** Text passage **
....

A LINE IN THE SAND: to establish a boundary that cannot be crossed without retailiation

A line in the sand

A Line in the Sand is a  phrase that is so common that it takes very little explanation.    It stems from the practice of creating a demarcation limit.   Quite simply, a line is drawn in the sand and the opposition is told that they are free to take whatever actions they require on the other side of the line.   However, should they cross the line, they will have signalled a rejection of the established limits.

It can be as simple as a children’s game of tag  on a beach, in which a line is literally drawn.   If the opposing team crosses the line, they are fair play for being “tagged.”   The line may change numerous times  throughout the game.

On a more serious note, however, the term is used when one nation “draws” an imiginary line which designates the boundaries for the oppsition.   Should the opponents choose to crosss that line, it is a signal of war.

....

** Required tasks **
**A)** Answer these questions from the passage about "a line in the sand":
(i) In the example of the children's game, where is the game of tag played?
(ii) In that game, what happens to the opposing team if it crosses the line?
(iii) When one nation draws the line, what does it signal if the opponents cross it?
**B)** Repeat the stretch of the passage about "a line in the sand" from "A LINE IN THE SAND: to" through "throughout the game.".
Use only the passage about "a line in the sand" as your source.

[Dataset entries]
....

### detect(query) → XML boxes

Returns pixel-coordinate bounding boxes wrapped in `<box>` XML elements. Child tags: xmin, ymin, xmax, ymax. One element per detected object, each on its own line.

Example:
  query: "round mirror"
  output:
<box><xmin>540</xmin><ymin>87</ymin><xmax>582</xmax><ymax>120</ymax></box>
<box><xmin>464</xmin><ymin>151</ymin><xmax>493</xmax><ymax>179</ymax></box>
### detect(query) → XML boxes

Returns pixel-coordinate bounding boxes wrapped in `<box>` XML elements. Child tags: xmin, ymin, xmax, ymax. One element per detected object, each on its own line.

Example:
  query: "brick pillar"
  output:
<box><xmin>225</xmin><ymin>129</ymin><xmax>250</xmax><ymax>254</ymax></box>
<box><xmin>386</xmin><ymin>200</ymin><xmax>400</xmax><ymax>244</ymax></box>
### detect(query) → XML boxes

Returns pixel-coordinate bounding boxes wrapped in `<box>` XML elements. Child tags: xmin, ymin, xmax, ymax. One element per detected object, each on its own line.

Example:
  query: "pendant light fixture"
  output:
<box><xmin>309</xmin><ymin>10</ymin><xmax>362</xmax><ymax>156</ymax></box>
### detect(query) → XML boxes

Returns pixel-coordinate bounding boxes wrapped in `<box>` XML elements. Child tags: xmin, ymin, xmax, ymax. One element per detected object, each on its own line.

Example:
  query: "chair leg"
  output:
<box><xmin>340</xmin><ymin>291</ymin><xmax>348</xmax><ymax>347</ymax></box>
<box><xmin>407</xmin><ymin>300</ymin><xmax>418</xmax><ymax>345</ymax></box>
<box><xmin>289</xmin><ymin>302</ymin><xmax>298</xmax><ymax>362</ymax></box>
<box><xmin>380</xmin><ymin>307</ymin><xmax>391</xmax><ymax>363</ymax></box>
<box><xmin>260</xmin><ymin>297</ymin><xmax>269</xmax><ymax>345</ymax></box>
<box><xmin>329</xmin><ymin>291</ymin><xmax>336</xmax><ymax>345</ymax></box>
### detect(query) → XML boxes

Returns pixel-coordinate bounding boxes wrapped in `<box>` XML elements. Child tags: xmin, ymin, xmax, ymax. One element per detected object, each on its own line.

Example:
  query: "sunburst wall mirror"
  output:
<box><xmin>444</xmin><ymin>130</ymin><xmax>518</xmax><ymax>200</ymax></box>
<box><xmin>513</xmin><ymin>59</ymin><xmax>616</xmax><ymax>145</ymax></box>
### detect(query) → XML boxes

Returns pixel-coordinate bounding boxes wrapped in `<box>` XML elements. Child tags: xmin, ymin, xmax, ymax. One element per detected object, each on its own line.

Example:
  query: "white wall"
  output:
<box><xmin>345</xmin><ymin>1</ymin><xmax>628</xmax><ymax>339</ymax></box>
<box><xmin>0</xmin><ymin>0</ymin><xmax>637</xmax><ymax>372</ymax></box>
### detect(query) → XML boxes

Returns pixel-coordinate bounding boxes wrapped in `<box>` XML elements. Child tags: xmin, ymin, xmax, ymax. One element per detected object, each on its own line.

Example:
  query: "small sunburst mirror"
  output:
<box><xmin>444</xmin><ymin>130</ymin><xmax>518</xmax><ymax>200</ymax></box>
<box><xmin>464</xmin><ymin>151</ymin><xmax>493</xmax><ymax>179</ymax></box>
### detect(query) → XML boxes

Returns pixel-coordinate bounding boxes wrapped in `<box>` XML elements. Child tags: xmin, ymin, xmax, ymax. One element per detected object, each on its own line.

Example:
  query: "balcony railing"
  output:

....

** Exercise results **
**A)**
(i) On a beach.
(ii) They are fair play for being "tagged."
(iii) It is a signal of war.

**B)**
A LINE IN THE SAND: to establish a boundary that cannot be crossed without retailiation

A line in the sand

A Line in the Sand is a  phrase that is so common that it takes very little explanation.    It stems from the practice of creating a demarcation limit.   Quite simply, a line is drawn in the sand and the opposition is told that they are free to take whatever actions they require on the other side of the line.   However, should they cross the line, they will have signalled a rejection of the established limits.

It can be as simple as a children’s game of tag  on a beach, in which a line is literally drawn.   If the opposing team crosses the line, they are fair play for being “tagged.”   The line may change numerous times  throughout the game.